TASK TO CARRY OUT
Reproduce each of the records below verbatim, line for line.

SUPPLIED RECORDS
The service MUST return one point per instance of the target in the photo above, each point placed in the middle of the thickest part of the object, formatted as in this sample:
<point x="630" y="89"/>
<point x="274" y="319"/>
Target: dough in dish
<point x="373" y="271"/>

TASK RESULT
The service MUST return one point per instance of the target in the photo above, each point placed in the middle of the thickest part of the object, formatted as in this sample:
<point x="630" y="89"/>
<point x="274" y="319"/>
Target: dough in dish
<point x="373" y="271"/>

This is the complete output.